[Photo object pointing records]

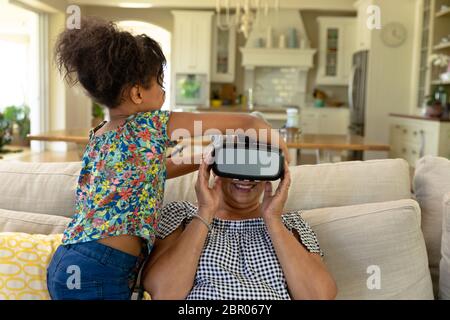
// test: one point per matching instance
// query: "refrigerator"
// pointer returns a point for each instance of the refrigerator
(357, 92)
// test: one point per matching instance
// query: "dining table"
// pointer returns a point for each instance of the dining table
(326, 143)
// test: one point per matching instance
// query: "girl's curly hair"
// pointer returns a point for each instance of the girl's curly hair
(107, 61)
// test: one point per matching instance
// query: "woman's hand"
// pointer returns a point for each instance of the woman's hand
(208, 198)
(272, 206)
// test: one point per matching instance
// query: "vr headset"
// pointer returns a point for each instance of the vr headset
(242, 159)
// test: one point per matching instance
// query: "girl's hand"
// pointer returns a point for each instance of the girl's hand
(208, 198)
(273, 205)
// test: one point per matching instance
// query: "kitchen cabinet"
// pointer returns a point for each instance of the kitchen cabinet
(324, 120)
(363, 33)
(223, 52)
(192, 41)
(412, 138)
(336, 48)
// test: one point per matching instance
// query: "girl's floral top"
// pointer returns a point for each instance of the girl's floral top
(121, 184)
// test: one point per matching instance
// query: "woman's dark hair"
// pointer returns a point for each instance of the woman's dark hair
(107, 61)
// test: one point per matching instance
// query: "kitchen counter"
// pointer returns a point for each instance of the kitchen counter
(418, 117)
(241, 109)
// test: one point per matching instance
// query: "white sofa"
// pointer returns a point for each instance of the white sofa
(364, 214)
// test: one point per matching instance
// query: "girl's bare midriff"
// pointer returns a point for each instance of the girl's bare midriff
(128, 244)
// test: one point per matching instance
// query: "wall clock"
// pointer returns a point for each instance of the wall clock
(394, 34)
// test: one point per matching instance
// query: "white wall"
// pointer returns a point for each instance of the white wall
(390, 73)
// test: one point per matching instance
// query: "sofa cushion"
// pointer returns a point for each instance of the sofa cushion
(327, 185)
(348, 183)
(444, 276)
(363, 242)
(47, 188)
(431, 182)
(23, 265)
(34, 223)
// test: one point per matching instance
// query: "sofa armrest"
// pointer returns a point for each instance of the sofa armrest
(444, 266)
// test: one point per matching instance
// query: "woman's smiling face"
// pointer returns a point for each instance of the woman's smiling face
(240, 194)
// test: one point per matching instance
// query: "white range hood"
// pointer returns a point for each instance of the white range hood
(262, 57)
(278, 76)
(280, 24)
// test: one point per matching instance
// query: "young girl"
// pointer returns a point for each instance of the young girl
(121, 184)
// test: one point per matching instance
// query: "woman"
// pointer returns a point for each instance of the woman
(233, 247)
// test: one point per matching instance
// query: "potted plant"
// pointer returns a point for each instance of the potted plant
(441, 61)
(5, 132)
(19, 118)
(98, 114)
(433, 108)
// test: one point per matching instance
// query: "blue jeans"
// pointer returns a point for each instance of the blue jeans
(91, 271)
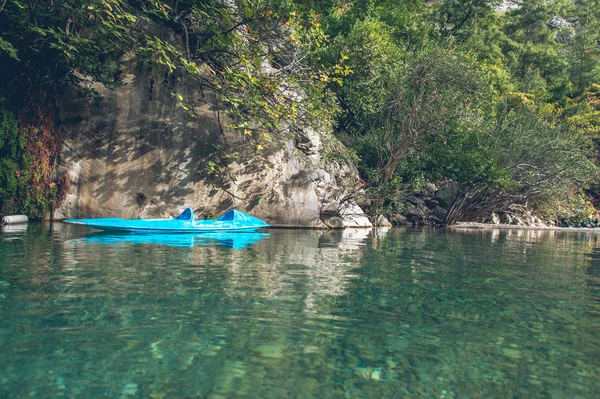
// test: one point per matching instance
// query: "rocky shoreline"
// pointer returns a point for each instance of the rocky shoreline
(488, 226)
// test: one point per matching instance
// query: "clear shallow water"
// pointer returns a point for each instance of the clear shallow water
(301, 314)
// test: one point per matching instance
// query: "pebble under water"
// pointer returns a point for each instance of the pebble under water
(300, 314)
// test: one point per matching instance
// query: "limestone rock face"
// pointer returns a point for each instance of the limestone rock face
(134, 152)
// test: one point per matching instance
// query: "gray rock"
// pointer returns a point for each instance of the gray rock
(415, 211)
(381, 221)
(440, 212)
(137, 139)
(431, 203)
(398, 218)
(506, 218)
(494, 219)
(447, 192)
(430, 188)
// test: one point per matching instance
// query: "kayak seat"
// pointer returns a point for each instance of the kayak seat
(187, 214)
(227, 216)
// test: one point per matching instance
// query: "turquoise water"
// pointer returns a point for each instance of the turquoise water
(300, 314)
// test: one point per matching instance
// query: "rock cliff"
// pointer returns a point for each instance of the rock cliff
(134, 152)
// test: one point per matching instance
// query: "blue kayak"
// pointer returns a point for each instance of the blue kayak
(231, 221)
==
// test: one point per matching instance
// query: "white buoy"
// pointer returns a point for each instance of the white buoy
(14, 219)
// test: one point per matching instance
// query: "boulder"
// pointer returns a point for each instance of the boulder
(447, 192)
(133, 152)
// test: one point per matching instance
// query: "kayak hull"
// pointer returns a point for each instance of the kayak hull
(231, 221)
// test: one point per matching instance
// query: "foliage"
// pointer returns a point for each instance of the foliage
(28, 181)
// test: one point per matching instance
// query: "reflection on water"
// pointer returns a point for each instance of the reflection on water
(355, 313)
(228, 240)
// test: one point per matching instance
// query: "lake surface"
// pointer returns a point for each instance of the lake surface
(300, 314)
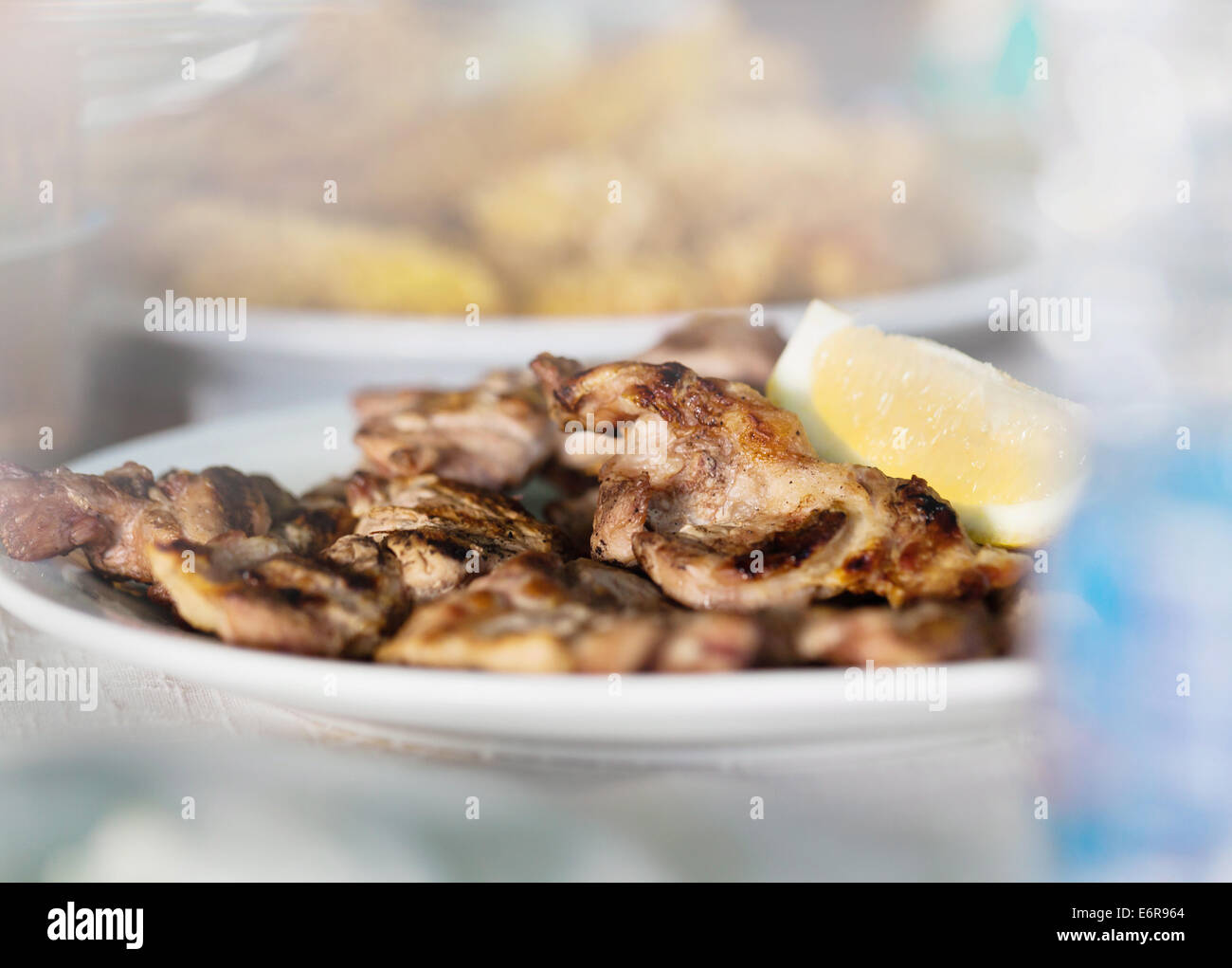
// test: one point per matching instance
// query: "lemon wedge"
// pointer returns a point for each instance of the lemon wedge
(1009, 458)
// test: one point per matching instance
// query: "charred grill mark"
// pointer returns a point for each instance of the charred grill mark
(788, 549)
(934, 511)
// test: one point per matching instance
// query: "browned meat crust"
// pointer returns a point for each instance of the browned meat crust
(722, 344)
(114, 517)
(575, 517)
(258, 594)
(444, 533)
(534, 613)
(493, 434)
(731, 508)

- [Problem to solve]: Identify and copy every line of the records above that contains the string "girl". Matching is case-sensitive.

- [Result of this exercise]:
// query: "girl's curly hair"
// pointer returns a point for each instance of the girl's curly hair
// query: "girl's hand"
// pointer returns a point for each instance of the girl's hand
// query: "girl's floral top"
// pointer returns a point for each instance of the girl's floral top
// query: "girl's bare midriff"
// pointer returns a point for each instance of the girl's bare midriff
// query: "young girl"
// pointer returns a point for each instance of the young girl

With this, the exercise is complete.